== Extrait fourni ==

Don Tancrède est torero de la même manière que Kierkegaard disait qu'il était chrétien: par opposition. Et nous touchons ici à la plus pure essence du tancrédisme. Cet homme blanchi comme un sépulcre, comme la statue d'un sépulcre, la statue du sépulcre du Commandeur dans Le Moqueur de Séville (celui qui mènera en enfer Don Juan Tenorio, qui est, nous l'avons déjà dit quelquefois, le torero à l'état pur, le torero absolu), cet homme blanc de peur – Don Tancrède cristallisant aussi de but en blanc la peur, toutes les peurs, depuis la sienne propre jusqu'à celle de tous et de chacun de ceux qui le regardent –, cet homme qui cristallise en effet de but en blanc la peur par excellence, comment, pourquoi se transfigure-t-il, osant se faire appeler le Roi du courage ? Serait-il tout simplement un tricheur, un hypocrite, un pharisien, un authentique sépulcre blanchi, comme il en a tout l'air, une statue et pas un homme? Serait-ce effectivement le taureau, le public qu'il magnétise, à moins que ce ne soit en définitive lui-même, de sorte qu'il s'automagnétise?

Cela dit, je crois que nous avons atteint le point précis de son secret, du silencieux secret ou du mystère central et radical de Don Tancrède comme de tout tancrédisme.

Et pour être plus clair, revenons à la Théologie.

== Données fournies ==
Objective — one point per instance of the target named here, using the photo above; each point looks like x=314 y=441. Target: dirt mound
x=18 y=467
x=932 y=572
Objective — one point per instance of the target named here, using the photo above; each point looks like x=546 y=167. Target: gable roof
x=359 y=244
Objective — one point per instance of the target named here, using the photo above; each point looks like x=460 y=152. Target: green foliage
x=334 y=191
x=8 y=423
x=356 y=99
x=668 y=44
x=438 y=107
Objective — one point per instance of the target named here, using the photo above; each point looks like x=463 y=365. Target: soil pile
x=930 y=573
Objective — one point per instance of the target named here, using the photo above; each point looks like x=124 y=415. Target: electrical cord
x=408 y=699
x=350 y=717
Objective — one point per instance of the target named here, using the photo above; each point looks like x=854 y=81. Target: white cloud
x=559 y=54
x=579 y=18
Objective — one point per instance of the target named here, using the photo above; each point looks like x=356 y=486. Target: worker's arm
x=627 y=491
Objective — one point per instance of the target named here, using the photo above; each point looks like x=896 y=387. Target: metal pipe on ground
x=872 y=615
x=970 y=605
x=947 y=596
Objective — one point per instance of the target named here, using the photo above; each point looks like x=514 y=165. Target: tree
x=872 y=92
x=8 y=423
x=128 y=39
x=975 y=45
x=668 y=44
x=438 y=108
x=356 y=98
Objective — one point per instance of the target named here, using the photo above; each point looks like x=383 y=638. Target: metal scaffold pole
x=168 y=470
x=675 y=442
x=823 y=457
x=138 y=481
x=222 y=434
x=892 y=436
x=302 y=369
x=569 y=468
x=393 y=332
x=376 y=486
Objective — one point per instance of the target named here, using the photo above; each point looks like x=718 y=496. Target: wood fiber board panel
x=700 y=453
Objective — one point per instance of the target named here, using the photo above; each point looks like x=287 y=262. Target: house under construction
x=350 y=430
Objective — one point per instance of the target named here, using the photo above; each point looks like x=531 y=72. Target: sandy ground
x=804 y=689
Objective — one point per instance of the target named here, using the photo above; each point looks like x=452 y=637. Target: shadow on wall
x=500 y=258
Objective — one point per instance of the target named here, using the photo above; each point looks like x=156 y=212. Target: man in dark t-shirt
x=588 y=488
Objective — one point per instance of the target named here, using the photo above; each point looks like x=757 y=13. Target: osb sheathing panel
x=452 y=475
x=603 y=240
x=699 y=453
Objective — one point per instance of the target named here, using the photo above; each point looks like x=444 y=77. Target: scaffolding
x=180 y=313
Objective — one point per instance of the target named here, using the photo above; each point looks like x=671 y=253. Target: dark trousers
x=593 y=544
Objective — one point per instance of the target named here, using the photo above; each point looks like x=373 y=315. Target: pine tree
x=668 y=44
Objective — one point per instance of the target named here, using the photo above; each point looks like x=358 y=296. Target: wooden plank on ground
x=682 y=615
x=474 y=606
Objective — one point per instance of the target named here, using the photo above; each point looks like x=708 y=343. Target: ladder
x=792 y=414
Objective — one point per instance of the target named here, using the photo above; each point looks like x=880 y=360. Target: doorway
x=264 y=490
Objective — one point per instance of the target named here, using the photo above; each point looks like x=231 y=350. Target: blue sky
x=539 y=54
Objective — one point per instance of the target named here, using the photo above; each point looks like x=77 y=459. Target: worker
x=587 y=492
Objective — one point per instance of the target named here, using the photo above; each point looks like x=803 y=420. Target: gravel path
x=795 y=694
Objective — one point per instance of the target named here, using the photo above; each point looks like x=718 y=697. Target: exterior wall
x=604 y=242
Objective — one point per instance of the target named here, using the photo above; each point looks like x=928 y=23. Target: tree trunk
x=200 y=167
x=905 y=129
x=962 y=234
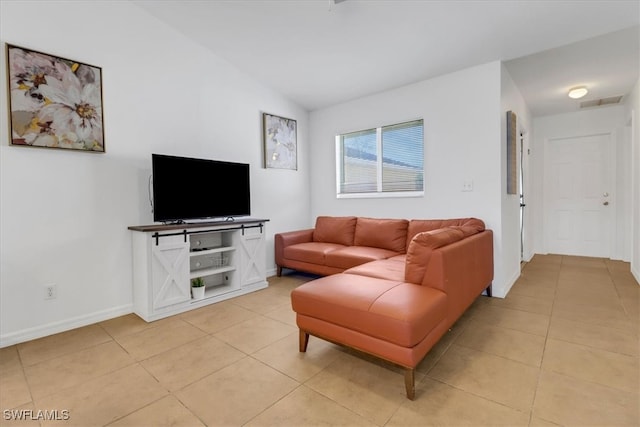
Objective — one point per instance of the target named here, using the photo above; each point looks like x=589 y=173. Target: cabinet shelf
x=218 y=250
x=210 y=271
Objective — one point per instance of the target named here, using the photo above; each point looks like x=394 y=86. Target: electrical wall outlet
x=50 y=291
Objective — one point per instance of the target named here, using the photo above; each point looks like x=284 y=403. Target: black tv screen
x=186 y=188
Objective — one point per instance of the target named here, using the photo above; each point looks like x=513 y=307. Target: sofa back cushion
x=468 y=226
x=388 y=234
x=335 y=229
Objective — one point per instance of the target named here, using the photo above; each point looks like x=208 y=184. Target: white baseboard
x=63 y=325
x=508 y=285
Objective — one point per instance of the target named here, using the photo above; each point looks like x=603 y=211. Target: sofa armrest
x=462 y=270
x=282 y=240
x=421 y=248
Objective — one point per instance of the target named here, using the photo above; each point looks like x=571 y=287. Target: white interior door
x=578 y=196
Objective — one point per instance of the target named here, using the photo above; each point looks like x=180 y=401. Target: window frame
x=379 y=166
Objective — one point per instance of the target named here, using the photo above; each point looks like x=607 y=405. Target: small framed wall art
x=280 y=142
x=54 y=102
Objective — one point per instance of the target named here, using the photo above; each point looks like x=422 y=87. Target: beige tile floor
x=561 y=349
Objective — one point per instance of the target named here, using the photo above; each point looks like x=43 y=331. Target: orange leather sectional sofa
x=393 y=287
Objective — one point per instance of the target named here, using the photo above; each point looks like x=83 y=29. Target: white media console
x=228 y=255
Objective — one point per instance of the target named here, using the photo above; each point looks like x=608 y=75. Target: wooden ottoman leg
x=304 y=340
x=409 y=383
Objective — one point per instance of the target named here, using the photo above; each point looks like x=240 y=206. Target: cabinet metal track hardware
x=184 y=233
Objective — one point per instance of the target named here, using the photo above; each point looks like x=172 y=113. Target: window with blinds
x=386 y=161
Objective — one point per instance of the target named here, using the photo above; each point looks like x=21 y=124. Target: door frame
x=612 y=211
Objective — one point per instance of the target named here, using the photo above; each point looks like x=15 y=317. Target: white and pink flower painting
x=55 y=102
x=280 y=142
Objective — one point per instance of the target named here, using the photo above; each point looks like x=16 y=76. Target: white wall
x=512 y=100
x=462 y=137
x=64 y=215
x=632 y=120
x=604 y=120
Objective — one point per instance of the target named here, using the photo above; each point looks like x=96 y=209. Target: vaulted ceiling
x=322 y=52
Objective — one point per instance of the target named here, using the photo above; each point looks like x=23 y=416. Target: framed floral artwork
x=280 y=142
x=54 y=102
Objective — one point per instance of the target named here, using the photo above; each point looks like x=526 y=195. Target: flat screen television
x=186 y=188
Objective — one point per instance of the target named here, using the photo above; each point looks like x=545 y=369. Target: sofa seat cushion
x=311 y=252
x=390 y=269
x=397 y=312
x=350 y=256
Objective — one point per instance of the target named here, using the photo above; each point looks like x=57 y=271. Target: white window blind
x=387 y=159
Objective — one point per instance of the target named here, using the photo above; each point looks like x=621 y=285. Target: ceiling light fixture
x=578 y=92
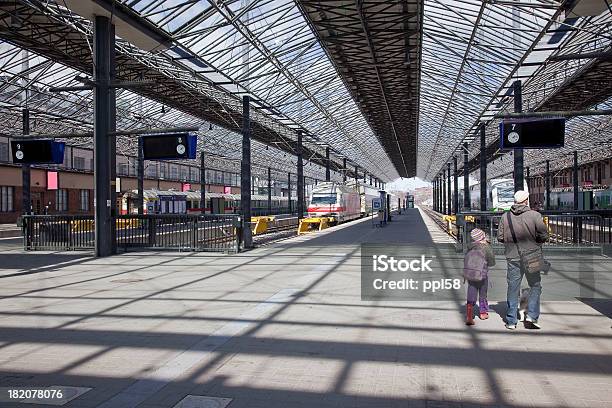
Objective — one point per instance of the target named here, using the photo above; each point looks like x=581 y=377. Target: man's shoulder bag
x=531 y=259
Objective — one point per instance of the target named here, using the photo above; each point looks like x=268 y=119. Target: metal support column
x=245 y=173
x=26 y=206
x=269 y=191
x=327 y=164
x=519 y=179
x=528 y=180
x=467 y=204
x=140 y=175
x=434 y=192
x=576 y=220
x=449 y=197
x=443 y=203
x=289 y=193
x=202 y=184
x=112 y=158
x=483 y=168
x=103 y=45
x=455 y=187
x=575 y=180
x=547 y=184
x=300 y=178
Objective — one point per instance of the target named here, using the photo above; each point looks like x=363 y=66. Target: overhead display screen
x=532 y=133
x=41 y=151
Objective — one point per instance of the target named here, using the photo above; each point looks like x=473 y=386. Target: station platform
x=282 y=326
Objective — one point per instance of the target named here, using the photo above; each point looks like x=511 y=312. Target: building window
x=7 y=195
x=3 y=151
x=123 y=169
x=78 y=163
x=61 y=200
x=151 y=170
x=84 y=201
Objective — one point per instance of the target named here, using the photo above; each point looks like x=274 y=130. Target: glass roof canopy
x=472 y=52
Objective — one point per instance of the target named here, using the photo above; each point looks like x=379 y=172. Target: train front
x=324 y=202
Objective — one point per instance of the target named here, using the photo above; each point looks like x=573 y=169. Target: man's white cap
x=521 y=196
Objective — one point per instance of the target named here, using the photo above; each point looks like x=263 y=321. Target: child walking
x=476 y=271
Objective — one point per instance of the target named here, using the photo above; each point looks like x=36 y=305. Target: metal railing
x=58 y=232
x=215 y=233
x=568 y=229
x=220 y=233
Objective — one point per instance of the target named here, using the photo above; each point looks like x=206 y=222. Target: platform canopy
x=375 y=47
x=393 y=87
x=473 y=52
x=203 y=57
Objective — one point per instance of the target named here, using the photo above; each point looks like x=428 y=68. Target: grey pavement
x=283 y=326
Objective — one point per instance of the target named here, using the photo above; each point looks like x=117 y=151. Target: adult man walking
x=522 y=230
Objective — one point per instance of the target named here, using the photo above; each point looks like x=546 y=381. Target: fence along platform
x=202 y=232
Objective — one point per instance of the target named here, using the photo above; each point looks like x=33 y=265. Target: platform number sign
x=542 y=133
x=37 y=151
x=169 y=146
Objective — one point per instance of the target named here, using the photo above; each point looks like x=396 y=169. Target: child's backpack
x=475 y=266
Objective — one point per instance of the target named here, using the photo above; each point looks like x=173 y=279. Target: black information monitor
x=532 y=133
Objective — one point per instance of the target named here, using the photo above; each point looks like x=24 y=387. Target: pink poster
x=52 y=183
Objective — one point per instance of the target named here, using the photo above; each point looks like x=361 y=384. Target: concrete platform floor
x=281 y=326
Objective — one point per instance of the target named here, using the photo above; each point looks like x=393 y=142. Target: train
x=185 y=202
x=500 y=195
x=563 y=200
x=344 y=202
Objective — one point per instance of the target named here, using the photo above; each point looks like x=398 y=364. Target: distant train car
x=563 y=200
x=366 y=194
x=602 y=199
x=331 y=199
x=500 y=195
x=178 y=202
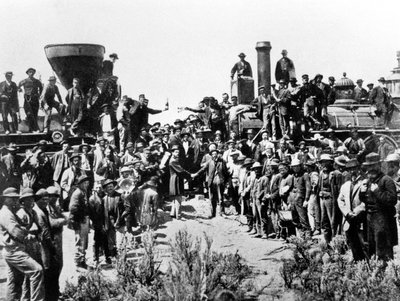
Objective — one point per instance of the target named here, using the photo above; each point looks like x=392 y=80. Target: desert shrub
x=91 y=286
x=197 y=273
x=321 y=272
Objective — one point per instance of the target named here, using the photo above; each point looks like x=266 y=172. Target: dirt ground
x=229 y=235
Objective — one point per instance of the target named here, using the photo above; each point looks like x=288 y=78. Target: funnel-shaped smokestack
x=264 y=65
x=83 y=61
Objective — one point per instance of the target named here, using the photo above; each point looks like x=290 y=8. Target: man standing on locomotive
x=32 y=90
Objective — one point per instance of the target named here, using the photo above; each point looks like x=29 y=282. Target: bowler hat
x=10 y=192
x=325 y=157
x=352 y=163
x=30 y=69
x=371 y=159
x=27 y=193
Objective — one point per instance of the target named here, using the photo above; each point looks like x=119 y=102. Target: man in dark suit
x=9 y=103
x=32 y=90
x=379 y=194
x=60 y=161
x=242 y=67
x=380 y=97
x=284 y=68
x=76 y=105
x=10 y=166
x=217 y=180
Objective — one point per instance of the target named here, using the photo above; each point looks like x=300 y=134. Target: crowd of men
x=317 y=186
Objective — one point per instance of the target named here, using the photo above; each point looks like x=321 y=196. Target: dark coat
x=78 y=208
x=242 y=68
x=382 y=202
x=177 y=175
x=284 y=69
x=9 y=94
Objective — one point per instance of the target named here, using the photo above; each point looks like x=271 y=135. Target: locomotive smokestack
x=264 y=65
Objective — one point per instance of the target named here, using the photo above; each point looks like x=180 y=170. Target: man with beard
x=378 y=192
x=298 y=198
x=322 y=108
x=380 y=97
x=19 y=262
x=217 y=181
x=176 y=186
x=10 y=166
x=69 y=178
x=284 y=68
x=9 y=104
x=325 y=192
x=242 y=67
x=47 y=102
x=78 y=219
x=113 y=210
x=76 y=103
x=309 y=97
x=265 y=110
x=355 y=145
x=283 y=102
x=353 y=210
x=32 y=90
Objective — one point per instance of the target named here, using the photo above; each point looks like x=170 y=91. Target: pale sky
x=183 y=50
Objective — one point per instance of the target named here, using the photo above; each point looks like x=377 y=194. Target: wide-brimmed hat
x=10 y=192
x=27 y=193
x=274 y=162
x=30 y=69
x=325 y=157
x=235 y=153
x=393 y=158
x=12 y=147
x=341 y=161
x=82 y=179
x=317 y=136
x=53 y=191
x=125 y=169
x=108 y=182
x=41 y=193
x=256 y=165
x=372 y=159
x=352 y=163
x=248 y=161
x=295 y=162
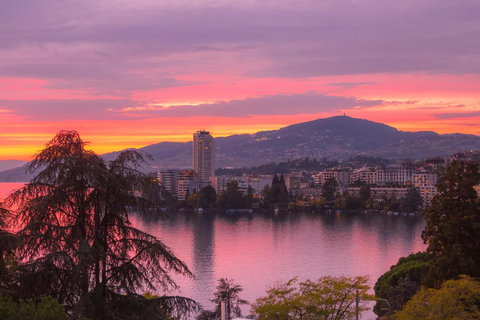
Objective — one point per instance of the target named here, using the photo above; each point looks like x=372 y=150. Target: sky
x=132 y=73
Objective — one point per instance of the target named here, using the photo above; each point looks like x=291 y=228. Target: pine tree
x=79 y=244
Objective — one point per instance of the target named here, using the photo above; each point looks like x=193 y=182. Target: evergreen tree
x=227 y=291
x=452 y=229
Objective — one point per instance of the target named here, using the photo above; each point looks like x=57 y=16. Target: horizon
x=128 y=75
x=190 y=140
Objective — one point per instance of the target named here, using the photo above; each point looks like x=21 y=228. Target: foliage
x=79 y=244
x=227 y=291
x=329 y=190
x=452 y=229
x=327 y=298
x=401 y=282
x=8 y=244
x=46 y=309
x=456 y=299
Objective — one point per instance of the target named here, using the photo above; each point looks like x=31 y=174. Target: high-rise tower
x=203 y=155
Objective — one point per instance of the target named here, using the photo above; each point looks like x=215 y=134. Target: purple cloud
x=282 y=104
x=126 y=109
x=114 y=45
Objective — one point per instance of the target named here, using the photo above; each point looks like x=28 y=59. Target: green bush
x=46 y=309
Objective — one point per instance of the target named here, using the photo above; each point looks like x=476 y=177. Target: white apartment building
x=395 y=174
x=426 y=181
x=367 y=175
x=168 y=179
x=183 y=183
x=203 y=155
x=343 y=176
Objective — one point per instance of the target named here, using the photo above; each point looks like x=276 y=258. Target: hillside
x=338 y=137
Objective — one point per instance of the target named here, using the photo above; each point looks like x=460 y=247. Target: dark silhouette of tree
x=329 y=190
x=452 y=229
x=400 y=283
x=8 y=244
x=229 y=292
x=79 y=244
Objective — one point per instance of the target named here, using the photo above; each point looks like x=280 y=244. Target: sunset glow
x=126 y=75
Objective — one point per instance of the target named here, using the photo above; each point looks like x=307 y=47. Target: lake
x=256 y=250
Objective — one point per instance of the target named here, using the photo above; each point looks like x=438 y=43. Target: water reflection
x=259 y=249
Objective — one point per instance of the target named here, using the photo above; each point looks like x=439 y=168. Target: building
x=343 y=176
x=168 y=179
x=395 y=174
x=203 y=155
x=367 y=175
x=426 y=182
x=219 y=183
x=183 y=183
x=381 y=193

== Consigne ==
D'après l'extrait sur Don Tancrède, de quelle manière celui-ci est-il torero ?

== Exercice réalisé ==
Par opposition, de la même manière que Kierkegaard disait qu'il était chrétien.